Task list |
a. According to the book review, what two cases do Whitt and Clarke examine?
b. For each statement below, answer yes or no depending on whether it agrees with the book review, and quote the words from the review that decide it.
(i) Establishing genocide under the Convention requires proof of an organized plan or governmental sponsorship.
(ii) Willie Johns is of the Brighton Seminole Reservation in Florida.
(iii) Nathaniel Bacon Jr. attacked the Occanneechee Nation.
c. Pick up the book review on North American genocides where it leaves off and keep writing.

>> Begin Text provided

Laurelyn Whitt & Alan W. Clarke, North American Genocides: Indigenous Nations, Settler Colonialism, and International Law (Cambridge Univ. Press 2019).
In the Introduction to An Indigenous People’s History of the United States, Dunbar-Ortiz quotes Willie Johns of the Brighton Seminole Reservation in Florida: “We are here to educate, not forgive. We are here to enlighten, not accuse.”  Laurelyn Whitt and Alan Clarke set out to educate and enlighten readers on the exterminatory efforts levied against Indigenous peoples in North America by settler-colonists by examining two cases that occurred on Indigenous lands in Canada and the United States: the Beothuk Nation on what is now Newfoundland and the Powhatan Tsenacommacah in the region known as the Virginia Colony. By applying the elements of genocide laid out in a conservative reading of the UN Genocide Convention to the historical evidence found in recorded accounts of what occurred between settler-colonists and Indigenous peoples, North American Genocides: Indigenous Nations, Settler Colonialism, and International Law demonstrates how a hypothetical prosecutor may secure a finding of genocide against specific colonial actors in the two cases.
Whitt and Clarke begin by summarizing the various grounds on which genocides of North American Indigenous populations have been denied or dismissed and dismantle arguments that what happened to Indigenous peoples at the hands of settler-colonists did not constitute genocide. In so doing, they clarify misconceptions about what is required to establish genocide under the Genocide Convention. For example, genocide does not require actual destruction of the group nor even a systemic or widespread attack on the group.  In Chapter 4, Whitt and Clarke explain in detail the elements of genocide and note that acts committed with the requisite intent (to destroy, in whole or in part, a national, ethnical, racial or religious group) need not be homicidal – forced removal and transfer of children from the victim group may constitute genocide – nor is it necessary to establish an organized plan, policy or governmental sponsorship. Large numbers are not a requirement either. If the group is small, even a small number killed may constitute a substantial part of that group for purposes of establishing an intent to destroy a protected group.
After the authors give a “legal primer” on the Genocide Convention, they closely examine the cases of the Beothuk Nation and the Powhattan Tsenacommacah, focusing on specific actors and witness accounts of violence committed against Indigenous peoples, including statements and circumstantial evidence indicating genocidal intent. Through a methodical application of the Genocide Convention’s elements, the authors advance compelling legal arguments that what happened to the Beothuk and the Powhattan Tsenacommacah constituted genocide under the Convention. One notable actor is Nathaniel Bacon Jr., the so-called American patriot whose rebellion led the way to the American revolution. Bacon’s ruthless attack on the Occanneechee Nation provides the requisite actus reus of genocide, and his virulent anti-Indian rhetoric provides evidence of the requisite mens rea.

>> End Text provided
>> Begin Recorded information

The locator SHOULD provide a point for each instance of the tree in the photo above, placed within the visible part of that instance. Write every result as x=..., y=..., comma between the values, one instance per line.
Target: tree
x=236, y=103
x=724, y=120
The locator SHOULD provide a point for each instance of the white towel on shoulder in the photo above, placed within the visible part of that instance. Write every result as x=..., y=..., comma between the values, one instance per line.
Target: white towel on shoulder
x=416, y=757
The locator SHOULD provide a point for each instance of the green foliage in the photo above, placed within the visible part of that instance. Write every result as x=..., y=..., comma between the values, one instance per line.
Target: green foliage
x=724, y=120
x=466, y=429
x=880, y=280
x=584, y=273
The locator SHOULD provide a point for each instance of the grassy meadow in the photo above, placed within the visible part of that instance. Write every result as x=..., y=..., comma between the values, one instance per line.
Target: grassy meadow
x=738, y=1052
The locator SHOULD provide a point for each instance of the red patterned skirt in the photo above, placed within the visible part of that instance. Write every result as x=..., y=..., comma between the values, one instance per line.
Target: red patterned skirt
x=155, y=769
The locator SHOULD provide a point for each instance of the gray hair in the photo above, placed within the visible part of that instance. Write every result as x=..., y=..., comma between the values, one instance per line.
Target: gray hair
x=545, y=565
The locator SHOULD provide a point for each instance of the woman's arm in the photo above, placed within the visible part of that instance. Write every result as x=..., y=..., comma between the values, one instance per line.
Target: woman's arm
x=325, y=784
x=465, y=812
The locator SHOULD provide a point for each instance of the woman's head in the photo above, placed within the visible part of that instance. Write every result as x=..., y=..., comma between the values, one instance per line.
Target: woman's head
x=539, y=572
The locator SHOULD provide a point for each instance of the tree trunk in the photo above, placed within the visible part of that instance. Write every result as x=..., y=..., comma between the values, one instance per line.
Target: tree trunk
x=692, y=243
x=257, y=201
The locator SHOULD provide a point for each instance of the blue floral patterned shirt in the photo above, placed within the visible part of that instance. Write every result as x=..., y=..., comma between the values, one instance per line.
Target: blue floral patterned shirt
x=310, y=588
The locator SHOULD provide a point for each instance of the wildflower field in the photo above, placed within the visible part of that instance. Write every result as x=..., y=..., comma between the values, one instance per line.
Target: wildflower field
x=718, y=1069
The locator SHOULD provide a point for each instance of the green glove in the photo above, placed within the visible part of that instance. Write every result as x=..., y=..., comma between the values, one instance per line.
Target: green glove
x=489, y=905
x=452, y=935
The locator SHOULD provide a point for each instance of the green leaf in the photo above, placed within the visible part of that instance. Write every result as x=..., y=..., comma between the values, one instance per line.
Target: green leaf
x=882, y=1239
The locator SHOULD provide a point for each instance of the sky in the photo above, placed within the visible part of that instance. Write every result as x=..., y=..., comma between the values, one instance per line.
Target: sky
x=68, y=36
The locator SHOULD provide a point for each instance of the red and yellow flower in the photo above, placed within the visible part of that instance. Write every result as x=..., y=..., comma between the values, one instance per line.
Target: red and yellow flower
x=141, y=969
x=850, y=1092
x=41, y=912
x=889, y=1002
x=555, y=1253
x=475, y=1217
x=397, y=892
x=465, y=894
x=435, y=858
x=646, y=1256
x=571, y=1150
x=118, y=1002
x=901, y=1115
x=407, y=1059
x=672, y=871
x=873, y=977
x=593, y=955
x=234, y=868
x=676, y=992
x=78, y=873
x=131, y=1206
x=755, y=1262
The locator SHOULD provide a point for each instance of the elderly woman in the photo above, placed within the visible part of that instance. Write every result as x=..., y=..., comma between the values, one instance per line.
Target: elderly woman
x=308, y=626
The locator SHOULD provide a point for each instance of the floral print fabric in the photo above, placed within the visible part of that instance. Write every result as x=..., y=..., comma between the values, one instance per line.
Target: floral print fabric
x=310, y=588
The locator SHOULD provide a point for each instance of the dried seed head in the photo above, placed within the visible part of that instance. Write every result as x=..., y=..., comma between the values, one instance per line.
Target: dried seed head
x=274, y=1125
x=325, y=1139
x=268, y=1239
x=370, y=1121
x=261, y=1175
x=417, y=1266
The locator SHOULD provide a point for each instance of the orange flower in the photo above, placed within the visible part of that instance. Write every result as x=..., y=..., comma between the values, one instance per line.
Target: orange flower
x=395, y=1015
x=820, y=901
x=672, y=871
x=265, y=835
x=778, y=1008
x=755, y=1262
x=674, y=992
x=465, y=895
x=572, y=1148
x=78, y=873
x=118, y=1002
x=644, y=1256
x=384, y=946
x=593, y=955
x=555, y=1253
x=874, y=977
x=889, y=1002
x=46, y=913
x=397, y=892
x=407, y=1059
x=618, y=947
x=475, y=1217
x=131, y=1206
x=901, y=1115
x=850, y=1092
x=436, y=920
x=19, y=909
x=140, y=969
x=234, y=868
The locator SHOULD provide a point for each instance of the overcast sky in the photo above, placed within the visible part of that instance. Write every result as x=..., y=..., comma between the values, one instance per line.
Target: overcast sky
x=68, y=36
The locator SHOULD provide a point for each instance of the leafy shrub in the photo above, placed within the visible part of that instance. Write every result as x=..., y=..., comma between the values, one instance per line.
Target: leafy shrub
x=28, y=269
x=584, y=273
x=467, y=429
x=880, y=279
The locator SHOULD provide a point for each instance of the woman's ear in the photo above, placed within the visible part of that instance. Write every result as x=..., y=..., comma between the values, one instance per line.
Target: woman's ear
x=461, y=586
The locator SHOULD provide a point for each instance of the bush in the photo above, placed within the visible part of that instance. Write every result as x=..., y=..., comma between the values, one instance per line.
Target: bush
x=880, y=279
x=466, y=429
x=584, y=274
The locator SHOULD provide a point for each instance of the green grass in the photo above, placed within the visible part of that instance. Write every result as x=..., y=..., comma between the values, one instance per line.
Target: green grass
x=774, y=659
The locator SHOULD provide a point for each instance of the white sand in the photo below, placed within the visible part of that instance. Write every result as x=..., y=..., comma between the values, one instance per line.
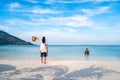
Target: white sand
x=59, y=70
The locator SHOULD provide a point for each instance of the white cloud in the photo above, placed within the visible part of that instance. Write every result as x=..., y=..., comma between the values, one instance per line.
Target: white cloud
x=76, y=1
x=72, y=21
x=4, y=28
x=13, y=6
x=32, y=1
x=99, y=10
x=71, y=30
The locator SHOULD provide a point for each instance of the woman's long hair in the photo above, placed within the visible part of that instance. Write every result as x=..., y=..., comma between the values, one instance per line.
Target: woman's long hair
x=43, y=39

>> End Recorded information

Results for each task |
a. The Beothuk Nation on what is now Newfoundland and the Powhatan Tsenacommacah in the region known as the Virginia Colony.

b.
(i) No: "nor is it necessary to establish an organized plan, policy or governmental sponsorship"
(ii) Yes: "Willie Johns of the Brighton Seminole Reservation in Florida"
(iii) Yes: "Bacon’s ruthless attack on the Occanneechee Nation provides the requisite actus reus of genocide"

c.
North American Genocides dispels any myth that settler-colonialism was a predominantly benign exercise with some unfortunate outcomes or that it was a discrete event that occurred in the distant past. Settler-colonists came to stay and their principle object was the land itself; as stated by the Select Committee formed by the British House of Commons to examine relations with Indigenous peoples, “the new occupants of America…regard the natives as an irreclaimable race…whom it was desirable ultimately to remove.” In other words, it was the objective of settler-colonists to eliminate Indigenous populations. The Select Committee noted that in the span of only 30-40 years, the settlers in the British colonies studied had reduced the population from 8,000-10,000 to about 200-300. Moreover, Whitt and Clarke point out that “settler colonization is a structure, not an event…it changes shape, endures policy realignments, and transformations of legal systems without relinquishing its hold on the land and on what remains of the land’s inhabitants…” As such, Indigenous peoples refuse to accept that we’re in a postcolonial society – settler colonialism is a structure that endures.
The final chapters of North American Genocides argue for a more expansive interpretation of the Genocide Convention that includes cultural destruction. That the Genocide Convention listed the forcible removal of children as an act of genocide indicates that the drafters intended to preserve cultural destruction as a form of genocide, when such destruction takes the form of forcible removal of children. This, the authors contend, is the correct interpretation of the Genocide Convention. However, the broader interpretation that the authors argue should be the law is that the intent to destroy a group culturally could be read more expansively to include other genocidal acts that constitute cultural destruction.
The authors note that “to develop an adequate approach to genocide prevention – we must first develop a comprehensive and detailed understanding of how genocide arises and unfolds in various contexts including settler-colonialism.” North American Genocides: Indigenous Nations, Settler Colonialism and International Law provides a robust legal examination of past genocides and illuminates the deficiencies in the Genocide Convention in describing (and thus potentially preventing) genocide. For anyone who is interested in Indigenous history, settler-colonialism, or genocide studies, this book is a valuable and insightful resource.
 Roxanne Dunbar-Ortiz, Introduction to An Indigenous Peoples’ History of the United States 1 (Beacon Press 2014).
 Laurelyn Whitt & Alan W. Clarke, North American Genocides: Indigenous Nations, Settler Colonialism, and International Law 21 (Cambridge Univ. Press 2019).
 Convention on the Prevention and Punishment of the Crime of Genocide art. 2, Dec.9, 1948, 78 U.N.T.S. 277.
 Whitt & Clarke, supra at 74.
 Id. at 88.
 Id. at 80-81.
 Id. at 153-54.
 Id. at 45.
 Id. at 48.
 Id. at 51.
 Id. at 175.
 Id. at 175.
 Id. at 228.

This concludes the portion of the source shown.